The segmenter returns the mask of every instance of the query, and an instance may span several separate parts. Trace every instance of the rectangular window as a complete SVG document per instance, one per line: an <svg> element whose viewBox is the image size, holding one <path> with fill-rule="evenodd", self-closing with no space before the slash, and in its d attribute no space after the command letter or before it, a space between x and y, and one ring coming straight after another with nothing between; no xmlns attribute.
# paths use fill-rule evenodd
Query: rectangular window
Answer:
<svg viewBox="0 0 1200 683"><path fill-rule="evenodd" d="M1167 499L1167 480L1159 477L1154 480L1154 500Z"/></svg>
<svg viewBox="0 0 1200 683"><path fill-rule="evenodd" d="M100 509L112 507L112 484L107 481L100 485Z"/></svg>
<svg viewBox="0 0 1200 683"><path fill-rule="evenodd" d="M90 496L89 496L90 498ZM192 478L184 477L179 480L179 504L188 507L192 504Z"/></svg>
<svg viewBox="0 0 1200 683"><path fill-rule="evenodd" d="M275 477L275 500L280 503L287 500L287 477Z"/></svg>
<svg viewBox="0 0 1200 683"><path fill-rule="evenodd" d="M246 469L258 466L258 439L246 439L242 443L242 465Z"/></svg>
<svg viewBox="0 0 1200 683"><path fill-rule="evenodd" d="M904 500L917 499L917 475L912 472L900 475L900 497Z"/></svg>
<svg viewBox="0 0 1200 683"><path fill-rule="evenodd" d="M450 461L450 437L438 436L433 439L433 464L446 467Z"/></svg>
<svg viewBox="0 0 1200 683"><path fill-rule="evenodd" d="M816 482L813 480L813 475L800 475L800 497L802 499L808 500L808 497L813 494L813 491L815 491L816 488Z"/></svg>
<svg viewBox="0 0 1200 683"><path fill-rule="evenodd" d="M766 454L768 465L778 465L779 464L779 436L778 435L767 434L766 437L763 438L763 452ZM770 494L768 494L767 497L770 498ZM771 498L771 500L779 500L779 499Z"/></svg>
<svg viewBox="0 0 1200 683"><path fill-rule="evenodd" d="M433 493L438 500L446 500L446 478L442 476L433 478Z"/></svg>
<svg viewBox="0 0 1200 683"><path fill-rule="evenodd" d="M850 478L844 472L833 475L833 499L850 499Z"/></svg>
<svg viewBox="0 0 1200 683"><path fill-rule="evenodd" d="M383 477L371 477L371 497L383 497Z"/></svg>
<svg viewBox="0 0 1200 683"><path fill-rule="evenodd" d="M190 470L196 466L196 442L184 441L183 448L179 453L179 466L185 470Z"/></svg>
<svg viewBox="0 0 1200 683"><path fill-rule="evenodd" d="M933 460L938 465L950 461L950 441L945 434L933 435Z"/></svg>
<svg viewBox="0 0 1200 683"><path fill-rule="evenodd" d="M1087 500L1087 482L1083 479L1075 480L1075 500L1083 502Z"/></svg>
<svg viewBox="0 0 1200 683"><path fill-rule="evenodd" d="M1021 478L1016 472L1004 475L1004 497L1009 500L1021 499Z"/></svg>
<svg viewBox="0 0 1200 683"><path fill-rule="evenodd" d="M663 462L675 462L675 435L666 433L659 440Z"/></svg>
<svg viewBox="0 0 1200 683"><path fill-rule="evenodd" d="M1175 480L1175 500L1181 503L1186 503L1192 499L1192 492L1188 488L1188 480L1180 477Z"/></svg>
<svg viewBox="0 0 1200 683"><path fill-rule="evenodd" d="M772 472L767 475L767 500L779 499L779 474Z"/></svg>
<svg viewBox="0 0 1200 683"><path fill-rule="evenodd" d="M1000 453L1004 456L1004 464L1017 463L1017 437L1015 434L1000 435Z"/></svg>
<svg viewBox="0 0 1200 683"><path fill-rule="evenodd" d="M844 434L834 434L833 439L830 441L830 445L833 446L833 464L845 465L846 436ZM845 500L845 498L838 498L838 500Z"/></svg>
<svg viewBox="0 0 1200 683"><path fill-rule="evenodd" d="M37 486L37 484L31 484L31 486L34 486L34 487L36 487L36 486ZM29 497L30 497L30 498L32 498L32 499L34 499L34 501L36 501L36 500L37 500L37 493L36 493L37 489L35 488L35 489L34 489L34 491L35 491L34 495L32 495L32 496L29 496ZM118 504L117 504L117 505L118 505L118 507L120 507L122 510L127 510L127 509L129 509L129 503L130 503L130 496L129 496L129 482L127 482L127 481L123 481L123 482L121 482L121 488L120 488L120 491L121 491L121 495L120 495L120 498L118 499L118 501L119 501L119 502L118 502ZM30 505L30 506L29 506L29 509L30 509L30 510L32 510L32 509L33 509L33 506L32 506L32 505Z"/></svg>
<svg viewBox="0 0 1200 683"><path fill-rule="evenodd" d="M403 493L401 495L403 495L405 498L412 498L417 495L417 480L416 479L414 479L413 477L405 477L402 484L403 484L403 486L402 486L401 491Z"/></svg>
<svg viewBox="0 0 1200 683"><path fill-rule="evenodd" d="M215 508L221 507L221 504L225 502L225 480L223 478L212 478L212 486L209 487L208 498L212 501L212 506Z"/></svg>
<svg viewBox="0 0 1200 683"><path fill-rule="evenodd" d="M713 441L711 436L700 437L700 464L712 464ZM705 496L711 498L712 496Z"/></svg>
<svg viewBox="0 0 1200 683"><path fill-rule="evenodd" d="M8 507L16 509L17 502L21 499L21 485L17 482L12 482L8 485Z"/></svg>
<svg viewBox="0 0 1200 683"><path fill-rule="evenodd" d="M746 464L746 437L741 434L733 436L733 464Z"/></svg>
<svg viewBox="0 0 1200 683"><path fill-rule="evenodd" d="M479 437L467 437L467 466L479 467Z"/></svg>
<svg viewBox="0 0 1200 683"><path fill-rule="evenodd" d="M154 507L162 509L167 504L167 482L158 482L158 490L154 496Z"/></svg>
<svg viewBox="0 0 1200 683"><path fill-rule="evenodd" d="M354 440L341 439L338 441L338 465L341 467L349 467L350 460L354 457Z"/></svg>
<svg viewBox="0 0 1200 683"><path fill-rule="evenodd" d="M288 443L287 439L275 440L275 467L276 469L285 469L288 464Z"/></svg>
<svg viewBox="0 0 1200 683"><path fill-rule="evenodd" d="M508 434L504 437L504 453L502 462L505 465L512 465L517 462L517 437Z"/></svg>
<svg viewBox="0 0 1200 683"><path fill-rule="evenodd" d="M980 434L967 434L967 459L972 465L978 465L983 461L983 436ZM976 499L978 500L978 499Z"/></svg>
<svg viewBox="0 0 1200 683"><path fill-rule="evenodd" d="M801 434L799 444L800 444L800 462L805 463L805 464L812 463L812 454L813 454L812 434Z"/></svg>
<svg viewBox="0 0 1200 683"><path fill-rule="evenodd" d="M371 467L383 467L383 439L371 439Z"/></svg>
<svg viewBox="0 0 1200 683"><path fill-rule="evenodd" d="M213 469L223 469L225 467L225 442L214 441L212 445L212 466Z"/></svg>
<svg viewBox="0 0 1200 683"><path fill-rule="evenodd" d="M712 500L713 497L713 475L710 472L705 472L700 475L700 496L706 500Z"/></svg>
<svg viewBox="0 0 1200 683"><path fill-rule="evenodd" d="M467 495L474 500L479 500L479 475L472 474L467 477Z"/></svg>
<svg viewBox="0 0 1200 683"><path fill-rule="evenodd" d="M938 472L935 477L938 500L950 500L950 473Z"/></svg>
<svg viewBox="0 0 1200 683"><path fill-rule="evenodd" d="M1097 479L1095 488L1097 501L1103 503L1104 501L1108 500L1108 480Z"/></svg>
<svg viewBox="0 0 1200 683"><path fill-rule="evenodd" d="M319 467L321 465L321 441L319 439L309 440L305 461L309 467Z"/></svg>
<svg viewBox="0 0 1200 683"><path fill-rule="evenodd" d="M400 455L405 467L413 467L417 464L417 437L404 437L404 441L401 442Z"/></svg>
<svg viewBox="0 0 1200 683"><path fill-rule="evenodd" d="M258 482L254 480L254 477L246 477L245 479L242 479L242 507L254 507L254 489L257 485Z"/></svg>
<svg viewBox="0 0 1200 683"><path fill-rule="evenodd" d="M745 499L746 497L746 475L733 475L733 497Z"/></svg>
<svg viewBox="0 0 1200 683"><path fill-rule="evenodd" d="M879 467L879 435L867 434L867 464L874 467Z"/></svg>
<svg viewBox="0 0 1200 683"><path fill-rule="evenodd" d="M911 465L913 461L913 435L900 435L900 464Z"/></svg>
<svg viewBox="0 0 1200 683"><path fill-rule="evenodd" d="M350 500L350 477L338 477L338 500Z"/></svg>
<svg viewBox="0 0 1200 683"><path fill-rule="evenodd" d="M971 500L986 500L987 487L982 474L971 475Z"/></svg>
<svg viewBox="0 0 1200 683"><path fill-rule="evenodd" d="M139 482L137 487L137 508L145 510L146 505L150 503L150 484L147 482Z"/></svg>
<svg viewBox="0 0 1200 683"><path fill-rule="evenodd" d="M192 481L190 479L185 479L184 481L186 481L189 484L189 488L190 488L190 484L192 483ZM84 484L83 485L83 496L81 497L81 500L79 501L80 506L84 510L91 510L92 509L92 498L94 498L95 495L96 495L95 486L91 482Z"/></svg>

▶ _WHAT TO DO_:
Find and copy each line in the material above where the string "window" occurs.

▶ _REPLY_:
The segmenter returns the mask of every instance of the query, and an instance may span several separate parts. Trace every instance of the rectangular window as a complete SVG document per instance, one per line: an <svg> element whose viewBox is the image size, holding one <path> with fill-rule="evenodd", self-closing with no space before the slash, and in its d attribute no space after the command letter or before it, a space between x and y, and one ring coming straight after another with nothing between; no xmlns attribute.
Query: rectangular window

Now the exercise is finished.